__Entries shown__.
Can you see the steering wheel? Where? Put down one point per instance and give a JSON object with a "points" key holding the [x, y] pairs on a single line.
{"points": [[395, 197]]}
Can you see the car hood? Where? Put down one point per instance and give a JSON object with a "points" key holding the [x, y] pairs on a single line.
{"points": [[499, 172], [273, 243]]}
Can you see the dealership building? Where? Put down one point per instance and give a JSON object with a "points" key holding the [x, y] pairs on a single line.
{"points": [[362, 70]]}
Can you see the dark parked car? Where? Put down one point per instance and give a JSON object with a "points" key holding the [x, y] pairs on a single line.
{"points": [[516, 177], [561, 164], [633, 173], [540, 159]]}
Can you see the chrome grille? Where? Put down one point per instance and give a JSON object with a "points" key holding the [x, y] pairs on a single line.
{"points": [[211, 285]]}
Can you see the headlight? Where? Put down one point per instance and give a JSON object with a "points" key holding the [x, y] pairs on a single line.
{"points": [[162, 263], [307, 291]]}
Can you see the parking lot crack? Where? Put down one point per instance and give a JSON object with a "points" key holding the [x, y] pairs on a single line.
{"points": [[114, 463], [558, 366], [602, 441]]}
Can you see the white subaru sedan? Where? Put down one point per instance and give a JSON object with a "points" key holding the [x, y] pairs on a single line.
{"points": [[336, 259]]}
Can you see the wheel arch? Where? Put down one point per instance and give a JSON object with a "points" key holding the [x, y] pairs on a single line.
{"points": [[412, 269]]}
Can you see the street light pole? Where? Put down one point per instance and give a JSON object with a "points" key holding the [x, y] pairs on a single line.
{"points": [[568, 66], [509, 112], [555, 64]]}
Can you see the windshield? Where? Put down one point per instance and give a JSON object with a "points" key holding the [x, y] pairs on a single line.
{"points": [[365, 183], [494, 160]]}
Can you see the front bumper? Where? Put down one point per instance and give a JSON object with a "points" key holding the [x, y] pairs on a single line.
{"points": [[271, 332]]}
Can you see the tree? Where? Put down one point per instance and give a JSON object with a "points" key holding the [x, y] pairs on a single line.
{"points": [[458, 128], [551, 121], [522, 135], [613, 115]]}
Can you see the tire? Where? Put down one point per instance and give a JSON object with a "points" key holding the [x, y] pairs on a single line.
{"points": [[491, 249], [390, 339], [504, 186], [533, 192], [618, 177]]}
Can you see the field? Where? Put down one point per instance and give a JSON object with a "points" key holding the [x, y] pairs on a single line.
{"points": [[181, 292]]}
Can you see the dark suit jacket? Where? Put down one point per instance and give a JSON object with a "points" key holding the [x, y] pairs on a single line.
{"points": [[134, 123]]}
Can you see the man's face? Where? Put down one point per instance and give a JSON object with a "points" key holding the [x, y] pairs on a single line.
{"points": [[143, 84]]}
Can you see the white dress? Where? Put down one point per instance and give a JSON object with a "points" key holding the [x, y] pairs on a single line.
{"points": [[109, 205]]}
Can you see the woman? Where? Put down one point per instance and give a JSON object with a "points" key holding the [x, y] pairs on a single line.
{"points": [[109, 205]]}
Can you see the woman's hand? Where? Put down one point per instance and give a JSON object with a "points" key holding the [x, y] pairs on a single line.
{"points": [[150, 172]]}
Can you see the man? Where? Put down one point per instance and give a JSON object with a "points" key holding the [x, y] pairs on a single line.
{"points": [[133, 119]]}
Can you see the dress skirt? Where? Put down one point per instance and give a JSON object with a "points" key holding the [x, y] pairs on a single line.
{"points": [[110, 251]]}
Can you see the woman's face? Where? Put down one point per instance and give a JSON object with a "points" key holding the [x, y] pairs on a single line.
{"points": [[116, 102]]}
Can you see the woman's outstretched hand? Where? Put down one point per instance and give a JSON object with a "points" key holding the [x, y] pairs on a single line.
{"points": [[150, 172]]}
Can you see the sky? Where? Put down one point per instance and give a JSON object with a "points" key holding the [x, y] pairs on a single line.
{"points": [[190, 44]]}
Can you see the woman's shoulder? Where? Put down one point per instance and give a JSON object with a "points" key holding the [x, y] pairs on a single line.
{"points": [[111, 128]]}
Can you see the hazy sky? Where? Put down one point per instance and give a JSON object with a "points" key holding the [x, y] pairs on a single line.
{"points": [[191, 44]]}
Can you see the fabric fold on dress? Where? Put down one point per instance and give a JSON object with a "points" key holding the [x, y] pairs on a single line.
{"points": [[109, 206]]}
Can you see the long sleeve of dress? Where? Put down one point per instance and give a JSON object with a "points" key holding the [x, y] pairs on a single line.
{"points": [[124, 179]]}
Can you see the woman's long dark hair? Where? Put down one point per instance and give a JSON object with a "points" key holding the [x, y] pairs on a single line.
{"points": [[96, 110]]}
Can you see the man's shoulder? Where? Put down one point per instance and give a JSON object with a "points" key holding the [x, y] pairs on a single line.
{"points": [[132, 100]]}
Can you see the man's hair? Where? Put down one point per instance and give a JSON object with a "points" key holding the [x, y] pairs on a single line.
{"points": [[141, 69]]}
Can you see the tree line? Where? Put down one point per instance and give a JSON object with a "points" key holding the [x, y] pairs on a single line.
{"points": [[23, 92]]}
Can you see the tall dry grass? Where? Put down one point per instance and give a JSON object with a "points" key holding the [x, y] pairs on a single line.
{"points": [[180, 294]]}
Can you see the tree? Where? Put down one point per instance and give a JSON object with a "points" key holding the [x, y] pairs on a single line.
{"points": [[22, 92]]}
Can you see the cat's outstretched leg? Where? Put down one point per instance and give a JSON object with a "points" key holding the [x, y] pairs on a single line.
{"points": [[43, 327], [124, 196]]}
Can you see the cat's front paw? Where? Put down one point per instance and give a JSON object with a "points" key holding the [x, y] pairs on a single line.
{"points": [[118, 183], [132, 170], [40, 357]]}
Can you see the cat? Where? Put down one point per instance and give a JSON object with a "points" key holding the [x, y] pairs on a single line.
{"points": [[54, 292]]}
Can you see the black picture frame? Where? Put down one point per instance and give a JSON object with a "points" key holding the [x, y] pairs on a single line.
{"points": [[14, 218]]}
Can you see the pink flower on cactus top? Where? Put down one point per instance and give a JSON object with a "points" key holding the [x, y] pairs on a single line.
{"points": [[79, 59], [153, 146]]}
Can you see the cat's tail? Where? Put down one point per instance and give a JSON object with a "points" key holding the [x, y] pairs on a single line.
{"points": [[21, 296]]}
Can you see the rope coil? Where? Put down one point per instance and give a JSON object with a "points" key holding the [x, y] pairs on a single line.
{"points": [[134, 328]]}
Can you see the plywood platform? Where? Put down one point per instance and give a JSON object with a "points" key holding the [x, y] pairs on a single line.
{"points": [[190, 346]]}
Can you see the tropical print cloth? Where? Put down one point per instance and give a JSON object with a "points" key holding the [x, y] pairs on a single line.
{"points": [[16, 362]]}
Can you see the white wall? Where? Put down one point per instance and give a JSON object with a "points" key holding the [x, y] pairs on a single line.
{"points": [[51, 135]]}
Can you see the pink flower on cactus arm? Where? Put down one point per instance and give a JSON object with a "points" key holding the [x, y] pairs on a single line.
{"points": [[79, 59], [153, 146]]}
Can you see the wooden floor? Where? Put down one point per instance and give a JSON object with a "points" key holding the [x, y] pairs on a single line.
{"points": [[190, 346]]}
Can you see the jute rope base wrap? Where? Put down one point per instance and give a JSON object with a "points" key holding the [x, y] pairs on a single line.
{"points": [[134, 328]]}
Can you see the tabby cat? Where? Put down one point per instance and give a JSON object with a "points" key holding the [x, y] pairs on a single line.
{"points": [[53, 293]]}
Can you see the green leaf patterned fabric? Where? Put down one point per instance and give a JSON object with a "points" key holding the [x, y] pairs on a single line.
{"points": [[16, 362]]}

__Problem__.
Repeat every record, keeping each line exactly as it is.

__Your response__.
Can you see the steering wheel? Where? Put down one point per instance and give a JSON object with a "points" key holding the [x, y] pairs on a single line.
{"points": [[395, 197]]}
Can you see the car hood? Where? Put down one point per instance and give a JSON object with a "points" key holding the [x, y] pairs on a single line.
{"points": [[499, 172], [273, 243]]}
Can you see the dealership building? Where? Put down one point per instance and give a JSON object with a "points" key holding the [x, y] pairs on a single line.
{"points": [[362, 70]]}
Can you see the dark parked car? Where? Put down one point per instance and give a JSON object with a "points" key holding the [x, y] pairs on a single line.
{"points": [[516, 177], [561, 164], [633, 173], [540, 159]]}
Can you see the chrome grille? Where? Put down one point per instance and give a JSON object with a "points" key holding the [x, y] pairs on a single line.
{"points": [[211, 285]]}
Can you see the headlight? Where? Put down one point per instance and give a JSON object with a "points" key holding the [x, y] pairs on a single line.
{"points": [[162, 263], [307, 291]]}
Can you see the parking lot crack? Where? Put down one point per instance and give a JSON object with a "points" key holding the [x, y] pairs on a single line.
{"points": [[114, 463], [558, 366], [602, 441]]}
Can you see the white subaru sedan? Where? Put down one point per instance and give a JSON object with a "points" key holding the [x, y] pairs on a single line.
{"points": [[336, 259]]}
Can you see the wheel arch? Where? Put down one point per instance and give a JSON object with a "points" key holding the [x, y] pairs on a single line.
{"points": [[412, 269]]}
Can you see the street light pole? Where? Put down one point per instance and give a JSON object with a "points" key holding the [x, y] pairs on a single line.
{"points": [[568, 66], [509, 112], [555, 64]]}
Can you see the windshield? Where? Put down one point per instance and give a JSON object with a "points" key holding the [x, y] pairs on a single line.
{"points": [[365, 183], [494, 160]]}
Can you see the front bumper? Where? Put down one point per instance and give a JSON object with a "points" key holding the [x, y] pairs on a single line.
{"points": [[271, 332]]}
Can you see the tree? Where? Put down one point per instance and give a JSON object with a "points" key holding the [x, y] pairs on a single line.
{"points": [[458, 128], [551, 121], [522, 135], [613, 115]]}
Can you see the tire? Where? Put down one point per instance and give a JSON object with a "points" key holding the [x, y] pairs on a single line.
{"points": [[491, 249], [390, 339], [504, 186], [533, 192], [618, 177]]}
Can you see the field? Where? Put down one point per instance and give a JSON object with a "points" key holding the [x, y] pairs on a single line.
{"points": [[181, 292]]}
Can you see the dark suit jacket? Where? Put down one point per instance and give a JSON object with a "points" key holding the [x, y] pairs on a single line.
{"points": [[134, 123]]}
Can you see the man's face? Where? Put down one point per instance and give a JSON object with a "points" key holding the [x, y] pairs on a single line.
{"points": [[143, 84]]}
Can you see the white dress? Where? Put down one point per instance and give a JSON object with a "points" key holding the [x, y] pairs on a single line.
{"points": [[109, 205]]}
Can you see the woman? Where? Put down one point per instance and give a JSON object with a "points" key holding the [x, y] pairs on a single line.
{"points": [[109, 205]]}
Can you see the woman's hand? Where? Put down one point per instance and give a JSON object with a "points" key holding the [x, y] pairs on a single line.
{"points": [[150, 172]]}
Can you see the man? Where? Put down one point per instance and give a JSON object with a "points" key holding the [x, y] pairs on a single line.
{"points": [[133, 119]]}
Can you see the dress skirt? Where? Put down one point per instance and give a JSON object with a "points" key holding the [x, y] pairs on a single line.
{"points": [[110, 251]]}
Can you see the woman's face? Where? Put down one point per instance and give a JSON object with a "points" key holding the [x, y] pairs on a single line.
{"points": [[116, 102]]}
Can you see the woman's outstretched hand? Where? Put down one point per instance and give a JSON object with a "points" key holding the [x, y] pairs on a single line.
{"points": [[150, 172]]}
Can you see the sky? Where? Put down one point per instance and give a JSON object with a "points" key holding the [x, y] pairs on a single line.
{"points": [[190, 44]]}
Can you see the woman's shoulder? Where? Put down one point per instance and give a JSON object with a "points" key holding the [x, y] pairs on a single line.
{"points": [[111, 128]]}
Can you see the hazy sky? Where? Put down one point per instance and give a JSON object with a "points" key holding the [x, y] pairs on a single line.
{"points": [[191, 44]]}
Can you see the fabric fold on dress? Where? Put down one point per instance and give a JSON object with a "points" key holding the [x, y] pairs on a single line.
{"points": [[109, 206]]}
Can you see the long sleeve of dress? Where? Put down one point per instance and give a JSON object with a "points" key holding the [x, y] pairs on a single line.
{"points": [[124, 179]]}
Can you see the woman's long dark hair? Where? Put down one point per instance and give a JSON object with a "points" key holding the [x, y] pairs on a single line.
{"points": [[96, 110]]}
Can you see the man's shoulder? Where? Put down one point per instance and give a JSON object with a "points" key holding the [x, y] pairs on a single line.
{"points": [[132, 100]]}
Can you see the man's hair? Where? Put down one point per instance and give a JSON object with a "points" key holding the [x, y] pairs on a single line.
{"points": [[141, 69]]}
Can you see the tree line? Where? Put down one point per instance and give a JSON object with a "points" key holding the [x, y] pairs on a single line.
{"points": [[23, 92]]}
Can you see the tall dry grass? Where? Put down one point per instance and give a JSON object with a "points" key holding the [x, y] pairs on a single line.
{"points": [[180, 294]]}
Can you see the tree? Where? Put down one point per instance and give a JSON object with a "points" key holding the [x, y] pairs on a single line.
{"points": [[22, 92]]}
Can you see the cat's outstretched leg? Where? Put down one point per instance and give a JSON object with a "points" key holding the [x, y] pairs on a single line.
{"points": [[43, 327], [124, 196]]}
Can you see the cat's front paw? Where? Put down one point per instance and give a JSON object with a "points" key holding the [x, y] pairs on a single line.
{"points": [[118, 183], [132, 170], [40, 357]]}
Can you see the cat? Where? Put down one point per instance and give a JSON object with a "points" key holding the [x, y] pairs on a single line.
{"points": [[54, 292]]}
Can you see the black picture frame? Where? Put down one point per instance and give a JSON object with a "points" key holding the [x, y] pairs on a single line.
{"points": [[14, 218]]}
Can you see the pink flower on cactus top? Where? Put down one point per instance and give a JSON object with a "points" key holding the [x, y] pairs on a single line.
{"points": [[79, 59], [153, 146]]}
Can you see the cat's tail? Where? Put down one point per instance and give a JSON object with a "points" key holding the [x, y] pairs on a single line.
{"points": [[21, 296]]}
Can you see the rope coil? Where? Put down one point per instance and give a JSON object with a "points" key holding the [x, y] pairs on a single line.
{"points": [[134, 328]]}
Can you see the plywood platform? Where? Put down one point per instance and give a JSON object with a "points" key holding the [x, y] pairs on a single line.
{"points": [[190, 346]]}
Can you see the tropical print cloth? Where? Put down one point per instance and give a JSON object with a "points" key holding the [x, y] pairs on a single line.
{"points": [[16, 362]]}
Can you see the white wall? Where? Put down one point per instance and give a JSON object with a "points" key holding the [x, y] pairs on a single line.
{"points": [[51, 135]]}
Can you see the pink flower on cactus arm? Where? Put down one point per instance and give a JSON object with a "points" key holding the [x, y] pairs on a single line.
{"points": [[79, 59], [153, 146]]}
Can you see the wooden floor? Where? Put down one point per instance and give a JSON object with a "points" key holding the [x, y] pairs on a single line.
{"points": [[190, 346]]}
Can you see the jute rope base wrap? Where? Put down one point per instance and give a JSON object with a "points" key holding the [x, y] pairs on a single line.
{"points": [[134, 328]]}
Can you see the tabby cat? Where? Put down one point per instance and give a JSON object with a "points" key holding the [x, y] pairs on a single line.
{"points": [[53, 293]]}
Can you see the green leaf patterned fabric? Where? Put down one point per instance and give a JSON object with a "points" key holding the [x, y] pairs on a single line.
{"points": [[16, 362]]}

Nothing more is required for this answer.